# [Work to complete]
Below are the entries; give again exactly the lines from the one mentioning "Query: wooden table top" through the one mentioning "Query: red pickup truck", inclusive.

# [Records to process]
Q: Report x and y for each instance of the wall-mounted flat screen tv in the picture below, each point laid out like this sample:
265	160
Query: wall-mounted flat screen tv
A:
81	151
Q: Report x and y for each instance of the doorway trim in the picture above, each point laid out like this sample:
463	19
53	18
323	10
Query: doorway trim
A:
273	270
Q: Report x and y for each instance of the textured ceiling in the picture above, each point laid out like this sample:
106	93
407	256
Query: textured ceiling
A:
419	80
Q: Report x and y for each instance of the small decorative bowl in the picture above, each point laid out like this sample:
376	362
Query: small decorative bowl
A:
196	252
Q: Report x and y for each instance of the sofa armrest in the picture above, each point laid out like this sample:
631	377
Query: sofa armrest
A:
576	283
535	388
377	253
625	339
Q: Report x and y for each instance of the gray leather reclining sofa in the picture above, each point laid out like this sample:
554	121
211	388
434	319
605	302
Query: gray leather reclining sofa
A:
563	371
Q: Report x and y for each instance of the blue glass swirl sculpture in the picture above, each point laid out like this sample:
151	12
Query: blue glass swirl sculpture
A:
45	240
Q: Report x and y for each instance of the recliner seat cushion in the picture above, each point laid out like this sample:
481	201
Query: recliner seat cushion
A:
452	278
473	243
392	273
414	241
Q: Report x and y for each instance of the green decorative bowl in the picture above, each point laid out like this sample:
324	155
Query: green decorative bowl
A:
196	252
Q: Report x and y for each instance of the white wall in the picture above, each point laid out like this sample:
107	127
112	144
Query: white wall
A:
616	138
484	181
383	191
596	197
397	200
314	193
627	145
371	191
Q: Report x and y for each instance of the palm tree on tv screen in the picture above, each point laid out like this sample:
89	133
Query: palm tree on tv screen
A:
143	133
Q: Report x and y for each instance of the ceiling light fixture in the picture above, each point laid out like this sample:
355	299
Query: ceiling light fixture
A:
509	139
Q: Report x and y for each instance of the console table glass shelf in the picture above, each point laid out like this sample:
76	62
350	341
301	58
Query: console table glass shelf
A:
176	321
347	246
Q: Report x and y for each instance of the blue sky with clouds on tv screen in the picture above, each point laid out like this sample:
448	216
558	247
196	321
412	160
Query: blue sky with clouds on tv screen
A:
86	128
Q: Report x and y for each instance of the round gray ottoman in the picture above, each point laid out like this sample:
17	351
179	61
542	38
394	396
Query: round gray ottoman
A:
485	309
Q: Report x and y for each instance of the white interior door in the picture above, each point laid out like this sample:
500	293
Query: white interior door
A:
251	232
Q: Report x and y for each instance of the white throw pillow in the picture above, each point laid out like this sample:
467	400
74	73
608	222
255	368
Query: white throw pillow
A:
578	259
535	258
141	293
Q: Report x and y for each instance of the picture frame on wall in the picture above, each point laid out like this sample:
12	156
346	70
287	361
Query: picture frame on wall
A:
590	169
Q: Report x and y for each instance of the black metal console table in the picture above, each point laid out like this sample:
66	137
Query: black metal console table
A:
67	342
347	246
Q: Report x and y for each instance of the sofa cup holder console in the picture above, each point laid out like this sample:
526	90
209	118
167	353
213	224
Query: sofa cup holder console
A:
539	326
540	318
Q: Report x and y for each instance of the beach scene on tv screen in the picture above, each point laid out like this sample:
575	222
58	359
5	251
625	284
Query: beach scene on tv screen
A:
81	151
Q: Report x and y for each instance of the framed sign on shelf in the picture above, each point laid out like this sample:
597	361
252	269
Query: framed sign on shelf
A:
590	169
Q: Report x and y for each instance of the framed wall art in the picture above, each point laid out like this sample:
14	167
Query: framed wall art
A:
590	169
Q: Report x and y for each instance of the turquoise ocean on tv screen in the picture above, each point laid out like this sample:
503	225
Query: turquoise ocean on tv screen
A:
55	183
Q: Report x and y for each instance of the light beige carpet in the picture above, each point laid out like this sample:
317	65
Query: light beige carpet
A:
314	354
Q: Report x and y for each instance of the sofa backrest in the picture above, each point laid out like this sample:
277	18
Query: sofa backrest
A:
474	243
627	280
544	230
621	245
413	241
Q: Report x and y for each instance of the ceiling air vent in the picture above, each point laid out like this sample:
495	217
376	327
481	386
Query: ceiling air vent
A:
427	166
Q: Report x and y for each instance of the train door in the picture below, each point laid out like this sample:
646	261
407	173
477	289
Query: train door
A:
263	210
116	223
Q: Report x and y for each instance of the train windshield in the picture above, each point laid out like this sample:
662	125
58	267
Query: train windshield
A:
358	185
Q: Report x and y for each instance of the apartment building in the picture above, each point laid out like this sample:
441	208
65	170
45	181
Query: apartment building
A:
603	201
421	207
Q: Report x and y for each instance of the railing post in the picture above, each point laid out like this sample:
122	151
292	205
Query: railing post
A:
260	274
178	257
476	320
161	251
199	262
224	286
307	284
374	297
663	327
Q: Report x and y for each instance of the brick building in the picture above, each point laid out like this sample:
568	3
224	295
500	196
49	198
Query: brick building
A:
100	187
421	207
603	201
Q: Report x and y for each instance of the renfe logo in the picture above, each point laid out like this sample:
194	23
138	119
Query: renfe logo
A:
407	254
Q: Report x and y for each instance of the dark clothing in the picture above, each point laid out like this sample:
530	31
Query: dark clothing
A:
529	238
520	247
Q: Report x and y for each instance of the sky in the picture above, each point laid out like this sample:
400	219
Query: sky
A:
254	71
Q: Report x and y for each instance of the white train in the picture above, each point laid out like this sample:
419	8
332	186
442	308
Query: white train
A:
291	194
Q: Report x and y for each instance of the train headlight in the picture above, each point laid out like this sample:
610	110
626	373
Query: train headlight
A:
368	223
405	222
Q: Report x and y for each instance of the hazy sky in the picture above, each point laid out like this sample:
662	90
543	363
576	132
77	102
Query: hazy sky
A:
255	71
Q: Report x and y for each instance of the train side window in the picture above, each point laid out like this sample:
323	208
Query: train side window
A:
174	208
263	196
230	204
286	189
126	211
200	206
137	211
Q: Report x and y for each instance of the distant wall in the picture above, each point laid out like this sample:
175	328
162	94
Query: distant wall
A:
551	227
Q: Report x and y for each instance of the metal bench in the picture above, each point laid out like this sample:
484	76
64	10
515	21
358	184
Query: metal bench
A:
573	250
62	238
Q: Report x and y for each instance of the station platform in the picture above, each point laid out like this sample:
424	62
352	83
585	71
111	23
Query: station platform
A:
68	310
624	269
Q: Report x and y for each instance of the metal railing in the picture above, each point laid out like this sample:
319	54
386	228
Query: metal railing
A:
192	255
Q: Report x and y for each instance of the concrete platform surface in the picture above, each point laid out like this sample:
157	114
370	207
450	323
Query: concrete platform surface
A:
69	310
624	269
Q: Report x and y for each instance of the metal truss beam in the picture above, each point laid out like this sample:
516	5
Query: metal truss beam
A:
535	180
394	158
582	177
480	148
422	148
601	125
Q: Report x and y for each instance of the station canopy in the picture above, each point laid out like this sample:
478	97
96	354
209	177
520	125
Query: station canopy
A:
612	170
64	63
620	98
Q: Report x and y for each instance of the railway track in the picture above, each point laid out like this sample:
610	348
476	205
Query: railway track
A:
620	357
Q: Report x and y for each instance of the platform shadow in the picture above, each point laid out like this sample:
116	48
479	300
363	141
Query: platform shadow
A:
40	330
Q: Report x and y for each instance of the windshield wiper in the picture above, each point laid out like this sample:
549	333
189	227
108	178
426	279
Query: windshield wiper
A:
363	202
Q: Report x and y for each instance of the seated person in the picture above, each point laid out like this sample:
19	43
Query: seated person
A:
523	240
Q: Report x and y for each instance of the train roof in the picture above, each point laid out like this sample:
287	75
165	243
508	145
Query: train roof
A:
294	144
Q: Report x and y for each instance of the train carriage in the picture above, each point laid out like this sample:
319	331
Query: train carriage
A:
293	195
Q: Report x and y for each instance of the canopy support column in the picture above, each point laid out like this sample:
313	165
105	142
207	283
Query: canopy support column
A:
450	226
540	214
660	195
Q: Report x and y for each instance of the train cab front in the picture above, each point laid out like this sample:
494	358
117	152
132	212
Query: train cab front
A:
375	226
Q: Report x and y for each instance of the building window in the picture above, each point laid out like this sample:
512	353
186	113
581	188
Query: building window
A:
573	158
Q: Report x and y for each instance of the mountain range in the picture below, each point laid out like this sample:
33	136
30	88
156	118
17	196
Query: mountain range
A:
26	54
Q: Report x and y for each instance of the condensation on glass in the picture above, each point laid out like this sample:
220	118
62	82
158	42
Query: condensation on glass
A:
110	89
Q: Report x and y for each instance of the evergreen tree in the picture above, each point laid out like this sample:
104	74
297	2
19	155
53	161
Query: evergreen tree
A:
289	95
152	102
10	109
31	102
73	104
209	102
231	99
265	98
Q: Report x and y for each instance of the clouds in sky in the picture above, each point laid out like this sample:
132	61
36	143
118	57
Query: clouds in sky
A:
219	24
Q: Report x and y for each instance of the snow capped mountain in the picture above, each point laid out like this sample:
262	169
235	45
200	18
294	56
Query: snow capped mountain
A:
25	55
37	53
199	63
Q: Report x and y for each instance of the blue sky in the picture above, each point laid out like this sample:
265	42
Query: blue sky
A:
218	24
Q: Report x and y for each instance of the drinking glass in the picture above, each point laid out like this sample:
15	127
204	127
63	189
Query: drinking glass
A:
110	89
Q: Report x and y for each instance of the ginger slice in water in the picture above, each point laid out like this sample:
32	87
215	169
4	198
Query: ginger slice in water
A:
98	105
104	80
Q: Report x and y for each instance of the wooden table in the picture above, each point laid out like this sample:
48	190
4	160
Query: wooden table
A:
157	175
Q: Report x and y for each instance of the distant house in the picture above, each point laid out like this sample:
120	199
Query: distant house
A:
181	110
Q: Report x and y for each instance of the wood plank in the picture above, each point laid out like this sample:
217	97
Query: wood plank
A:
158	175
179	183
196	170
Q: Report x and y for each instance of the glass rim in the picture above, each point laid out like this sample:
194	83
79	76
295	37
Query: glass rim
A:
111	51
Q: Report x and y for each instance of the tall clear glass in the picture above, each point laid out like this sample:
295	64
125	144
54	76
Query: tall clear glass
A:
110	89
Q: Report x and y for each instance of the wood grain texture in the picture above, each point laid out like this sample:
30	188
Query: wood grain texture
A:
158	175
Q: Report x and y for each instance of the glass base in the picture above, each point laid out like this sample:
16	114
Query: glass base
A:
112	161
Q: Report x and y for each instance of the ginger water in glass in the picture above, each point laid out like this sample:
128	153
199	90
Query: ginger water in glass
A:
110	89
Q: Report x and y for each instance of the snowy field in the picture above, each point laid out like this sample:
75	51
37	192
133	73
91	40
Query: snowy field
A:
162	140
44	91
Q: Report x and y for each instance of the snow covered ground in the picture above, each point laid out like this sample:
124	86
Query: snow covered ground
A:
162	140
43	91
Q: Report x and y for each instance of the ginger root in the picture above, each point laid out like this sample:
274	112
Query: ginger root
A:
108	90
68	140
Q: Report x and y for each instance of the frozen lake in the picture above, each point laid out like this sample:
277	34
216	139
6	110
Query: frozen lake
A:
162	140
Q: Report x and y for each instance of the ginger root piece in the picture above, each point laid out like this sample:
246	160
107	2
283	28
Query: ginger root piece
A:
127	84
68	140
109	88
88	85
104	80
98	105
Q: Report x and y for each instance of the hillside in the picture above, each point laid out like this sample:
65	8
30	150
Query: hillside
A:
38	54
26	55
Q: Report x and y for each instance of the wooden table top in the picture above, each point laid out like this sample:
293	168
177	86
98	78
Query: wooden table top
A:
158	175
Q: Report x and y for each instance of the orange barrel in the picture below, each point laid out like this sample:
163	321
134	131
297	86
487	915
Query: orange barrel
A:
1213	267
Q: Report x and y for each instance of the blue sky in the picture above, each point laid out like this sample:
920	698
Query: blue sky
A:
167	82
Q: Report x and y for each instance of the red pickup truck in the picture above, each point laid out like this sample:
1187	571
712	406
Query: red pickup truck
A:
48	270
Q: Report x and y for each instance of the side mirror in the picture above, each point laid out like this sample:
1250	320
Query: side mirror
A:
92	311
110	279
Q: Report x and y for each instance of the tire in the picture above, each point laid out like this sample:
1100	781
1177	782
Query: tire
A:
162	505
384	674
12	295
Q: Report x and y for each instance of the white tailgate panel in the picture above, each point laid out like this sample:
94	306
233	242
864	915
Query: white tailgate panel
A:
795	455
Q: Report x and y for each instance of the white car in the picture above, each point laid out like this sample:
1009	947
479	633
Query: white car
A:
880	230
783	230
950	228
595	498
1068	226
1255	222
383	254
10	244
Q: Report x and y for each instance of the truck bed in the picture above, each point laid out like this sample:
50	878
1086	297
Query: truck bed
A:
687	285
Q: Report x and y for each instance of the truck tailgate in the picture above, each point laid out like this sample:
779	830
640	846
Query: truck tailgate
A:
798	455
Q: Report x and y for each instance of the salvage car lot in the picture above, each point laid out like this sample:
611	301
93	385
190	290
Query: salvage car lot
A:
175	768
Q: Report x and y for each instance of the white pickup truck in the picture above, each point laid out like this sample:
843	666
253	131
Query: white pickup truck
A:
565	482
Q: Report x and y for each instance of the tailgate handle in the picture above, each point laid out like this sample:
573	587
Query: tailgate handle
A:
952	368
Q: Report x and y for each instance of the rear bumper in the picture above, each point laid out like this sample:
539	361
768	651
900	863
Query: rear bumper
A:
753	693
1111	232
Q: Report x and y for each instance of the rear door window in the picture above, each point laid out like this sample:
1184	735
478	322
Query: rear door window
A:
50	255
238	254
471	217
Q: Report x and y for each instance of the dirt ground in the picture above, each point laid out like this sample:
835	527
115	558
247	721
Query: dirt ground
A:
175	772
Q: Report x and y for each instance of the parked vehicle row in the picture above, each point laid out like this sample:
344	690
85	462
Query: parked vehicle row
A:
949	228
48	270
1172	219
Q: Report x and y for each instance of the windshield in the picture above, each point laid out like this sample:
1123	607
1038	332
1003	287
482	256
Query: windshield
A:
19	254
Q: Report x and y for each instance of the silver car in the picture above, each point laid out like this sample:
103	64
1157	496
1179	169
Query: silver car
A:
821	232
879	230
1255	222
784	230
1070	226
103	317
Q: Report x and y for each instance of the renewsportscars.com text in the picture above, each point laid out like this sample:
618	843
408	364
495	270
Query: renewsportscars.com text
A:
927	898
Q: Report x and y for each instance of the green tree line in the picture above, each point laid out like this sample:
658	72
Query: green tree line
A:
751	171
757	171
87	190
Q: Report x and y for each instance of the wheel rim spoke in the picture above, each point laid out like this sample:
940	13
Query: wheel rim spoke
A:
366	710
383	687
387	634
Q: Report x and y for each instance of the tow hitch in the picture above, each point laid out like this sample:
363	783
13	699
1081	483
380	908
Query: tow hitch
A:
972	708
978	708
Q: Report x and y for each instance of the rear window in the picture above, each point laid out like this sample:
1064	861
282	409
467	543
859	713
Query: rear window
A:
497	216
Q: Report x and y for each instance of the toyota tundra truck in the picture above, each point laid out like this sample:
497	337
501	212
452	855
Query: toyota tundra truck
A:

# [Task solution]
Query: wooden table top
A:
158	175
Q: Report x and y for each instance of the orange barrel in the picture below, each point laid out like this sample:
163	321
134	131
297	86
487	915
Query: orange barrel
A:
1213	267
Q: Report x and y for each instance of the blue sky in the picture above, each point laid out like this sample:
920	698
Query: blue sky
A:
167	82
Q: Report x and y for each instance of the red pickup truck in the picture above, each point laid out like this sample:
1187	571
712	406
Query: red pickup truck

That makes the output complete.